* The request
Quote all entries exactly, leaving pictures aside.

* The data
——————————
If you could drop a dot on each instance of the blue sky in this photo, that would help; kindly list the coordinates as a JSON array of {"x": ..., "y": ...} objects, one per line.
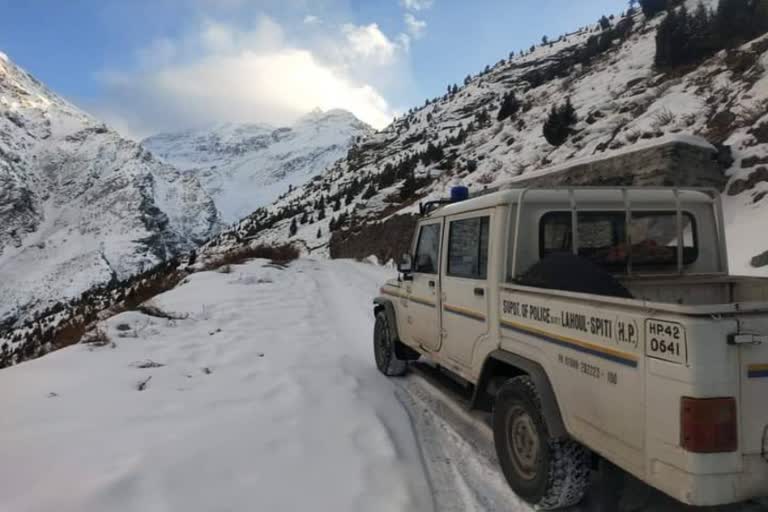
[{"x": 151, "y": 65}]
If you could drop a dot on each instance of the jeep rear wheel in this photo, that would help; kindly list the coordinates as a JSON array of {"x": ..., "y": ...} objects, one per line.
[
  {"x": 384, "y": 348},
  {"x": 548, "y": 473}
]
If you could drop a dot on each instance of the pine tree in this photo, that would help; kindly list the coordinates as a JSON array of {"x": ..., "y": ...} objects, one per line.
——————————
* Answer below
If you could drop a dot on each instance of the blue sky in this photo, that would help; kindly list the coordinates as a JSON array of {"x": ..., "y": ...} objects, one per line.
[{"x": 151, "y": 65}]
If you could drop a dot on each instance of the jeep rear wheel in this photo, that would help; kindly list the coordinates as a JSON array of {"x": ..., "y": ...} objects, one per line.
[
  {"x": 384, "y": 348},
  {"x": 548, "y": 473}
]
If you could drop a dot on each instance of the pine tree in this photo, that would help; kindly list the coordinates as a JSON array of {"x": ..., "y": ...} objects, one per line.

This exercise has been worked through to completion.